DOCUMENT:
Because we're asking for a bit of power (i.e. 0.1W) I'm inclined to go toward the lower Vb figure of 25% which gives a resistance ratio for R1/R2 of 3:1. Using these figures we could go, using standard values, 2400 ohms for R1 and 820 ohms for R2 (total of 3320). Here Ib is 12V/3320 = .0036A or 3.6 mA and Vb = Ib * 680 = 2.96V near enough to 3V.

If Vb is 2.96 then Ve = Vb - 0.65 or 2.31V. If we want a collector current of 25 mA then total Re = Ve/Ic or 2.31/0.025 or 92 ohms.

Now what sort of load do we want?. Well 2 * Po = [Vcc - Ve] ^{2}/ RL,so it follows that RL= [Vcc - Ve]^{2}/ [2 * Po] or RL= [12V - 2.31]^{2 }/ [2 * 0.1W] which is = [9.69]^{2 }/ [ 0.2W] = 469 ohms

If our ultimate load is 50 ohms then we need a transfer ratio of 469:50 or 9.38:1 and the transformer turns ratio is the square root of that number or 3.06:1

So what gain do we need from the stage?. Personally I'm not wrapped in the idea of screwing the max out of stages and I figure a voltage gain of about 8 would pull me up. This is about 18dB gain, i.e. [20 * log 8]

Now if we need a gain of around 8 what is the value of the unbypassed emitter resistor? Remember gain is roughly RL / Re. So Re is 469/8 or 58 ohms. The nearest standard is 56 ohms which we will use. If the total emitter resistances were 92 ohms then the bypassed Re = 92 - 56 or 36 ohms. We'll use the standard 39 ohms.

How about our load transformer? - It was O.K. before so we will re-use it. It had 28 turns of #22 wire on a T50-2 toroid. Our turns ratio has been amended to 3.06:1 so we wind 9 turns on the secondary.

Now here's what you gets for your money in figure 3

Figure 3 - a tuned LC filter as our final amplifier load

Another aspect which must be looked at most carefully is heatsinking. Our little 2N2222A is copping a lot of current and would require a decent heatsink. Actually I would consider using a T05 type transistor such as a 2N3866.

We do not have to use the above output LC circuit all the time because it's performance leaves much to be desired. Why?

We have an inductor of 3.84 uH used at 7.2 Mhz. It's inductive reactance
is (2 * pi * 7.2 * 3.84) = 174 ohms. It would have an unloaded Q of about
160 i.e. Rp = QU * XL = 160 *
174 = 27840 ohms. This figure is the **unloaded** impedance. But we
are connecting up to a 50 ohm load and are going to extract power from
our little amplifier.

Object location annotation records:
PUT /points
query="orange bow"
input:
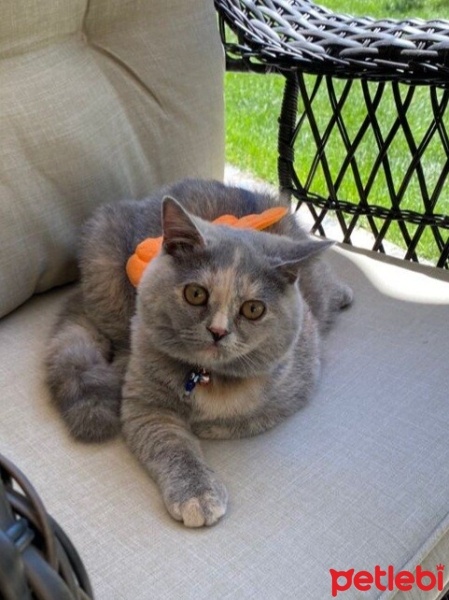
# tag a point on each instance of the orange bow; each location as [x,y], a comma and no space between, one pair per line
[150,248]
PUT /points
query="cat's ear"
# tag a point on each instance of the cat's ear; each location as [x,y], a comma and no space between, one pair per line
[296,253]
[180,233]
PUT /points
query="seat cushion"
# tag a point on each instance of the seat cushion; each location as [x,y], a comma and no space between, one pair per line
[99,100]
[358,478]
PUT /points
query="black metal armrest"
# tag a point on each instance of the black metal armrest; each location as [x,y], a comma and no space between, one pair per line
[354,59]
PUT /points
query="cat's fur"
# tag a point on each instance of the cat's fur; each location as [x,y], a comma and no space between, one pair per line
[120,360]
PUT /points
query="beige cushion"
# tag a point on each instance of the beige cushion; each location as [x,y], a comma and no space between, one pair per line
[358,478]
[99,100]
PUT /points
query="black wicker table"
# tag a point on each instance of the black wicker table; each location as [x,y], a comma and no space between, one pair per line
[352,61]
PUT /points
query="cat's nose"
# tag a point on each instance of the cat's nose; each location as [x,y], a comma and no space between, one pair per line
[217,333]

REQUIRED TASKS:
1: In the amplifier design text, how many turns are wound on the secondary of the load transformer?
2: Go on with the amplifier design text from the point where it stops.
The records are material kept apart from the amplifier design text.

FINAL ANSWERS:
1: Nine turns.

2:
Now we have designed for a RL of 469 ohms which appears in parallel
with the Rp of 27840. After calculation, [ Rp * RL
]
/ [ Rp + RL ], you should get a net load of 461 ohms.
Our gain is now really 461 / Re or 461 / 56 = 8.2 **BUT **the loaded
Q, QL is RL / XL
or in this case QL = 461 / 174 = 2.65.

Alert students who have done and remembered the LC Filter Tutorial will know that our loaded bandwidth is Bw = Fo / QL or here it's 7200 Khz / 2.65 = 2716 Khz or 2.7 Mhz WIDE. In short it sux!.

What to do?. Well you can always go back and re-arrange all your design formula so you eventually get a better result. You could for example, connect the collector to a tap on the primary of the inductor, say about 9 turns up from the bottom of the schematic and reduce the secondary turns down to 3 turns. What effect does this have?.

The ultimate load is still 50 ohms. The unloaded Q and inductive reactance remain unaltered so Rp is still 27840. What would change is this. Firstly the primary:secondary turns ratio is now 28:3 which when squared transforms the primary impedance up to:

[ 28 / 3 ]^{2} * 50 = 4355 ohms

which again is in parallel with Rp of 27840 making a net RL of 3766 ohms.

QL is RL / XL

which is:

3766 / 174 = 21.64

a profound change is it not?. Therefore Bw = Fo / QL or here it's 7200 Khz / 21.64 = 332 Khz which is a more respectable figure. Of course you always believed you were going to get a narrow and razor sharp filter didn't you?.

Hey what sort of load does the transistor see?

Well a 28 turn primary which we just established has an impedance of 3766 ohms and the collector is tapped 9 turns from the bottom so it's as before 28:9 or

RL of 3766 ohms / [ 28 / 9 ]^{2} = 389 ohms

and gain is now 389 / 56 = 6.94 or nearly a quite respectable 17 dB voltage gain (ignoring any losses in the LC filter). That's about as thrilling as it gets.

Yes folks the output circuit could well have been a low pass LC filter designed to transform a desired RL of say 400 ohms to 50 ohms. The circuit would have looked like this.

Figure 4 - a Class A amplifier using negative feedback with low pass filter output

Rfc is not critical, it just resists rf getting into supply line, any thing with a reactance of about 20,000 ohms will do. Just ensure it can safely carry the necessary current. XC1, XC2 and XL are components calculated per low pass filter design. XL should be made variable (that's what the red line indicates).

When the output is terminated into an appropriate load and then monitored on a scope, the output change is quite profound whilst varying XL to proper resonance.

I've added two more resistors in, one in the collector to aid stability and one more in the supply line.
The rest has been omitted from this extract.